• **Yapılacak iş**:
Lütfen şu üç ifadenin defile yazısıyla uyuşup uyuşmadığını söyleyin ve her biri için evet ya da hayır yanıtını, karara götüren sözcükleri metinden aynen alıntılayarak verin: (a) Defile bir cumartesi günü Fashionist'16 Fuarı'nda gerçekleşti. (b) Kokteyl alanı şamdanlar ve mumlarla süslenmişti. (c) Koleksiyonda canlı, parlak renkler öne çıkıyordu.

Geçtiğimiz cumartesi günü Fashionist’16 Fuarı’nda Tuvana Büyükçınar fırtınası vardı! Moda dünyamızın her daim en çok parlayan yıldızlarından, her yaptığı işe ayrı bayıldığım Büyükçınar ‘Bir Yaz Gecesi Rüyası’ defilesiyle yine efsaneydi.
Büyükçınar’ın zevki defile için özel olarak hazırlanan dev şamdanlar ve ışıl ışıl mumlarla süslenmiş kokteyl alanından başlıyordu. Defilenin sunumu ve dekoru da etkileyiciliğiyle yine onun farkını yansıtıyordu.
Koleksiyona gelince, ‘Tuvanam’ markasının daha adını görünce bile heyecanlanan sıkı bir takipçisi olarak, her zamanki gibi her bir tasarımı hayranlıktan ağzım beş karış açık izledim.
Romantizm etkisinin hissedildiği, sade renklerin yoğun el işçiliğiyle birleştiği, Büyükçınar’ın sıra dışı ve kendine has çizgisinin her ayrıntıda karşımıza çıktığı defile tam anlamıyla büyüleyiciydi.

• **Veri bölümü**:
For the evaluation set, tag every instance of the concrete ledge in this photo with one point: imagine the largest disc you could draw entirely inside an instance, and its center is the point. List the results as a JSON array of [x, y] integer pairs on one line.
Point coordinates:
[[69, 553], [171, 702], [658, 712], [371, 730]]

• **Örnek çözüm**:
(a) Evet: "Geçtiğimiz cumartesi günü Fashionist’16 Fuarı’nda"
(b) Evet: "dev şamdanlar ve ışıl ışıl mumlarla süslenmiş kokteyl alanından"
(c) Hayır: "sade renklerin yoğun el işçiliğiyle birleştiği"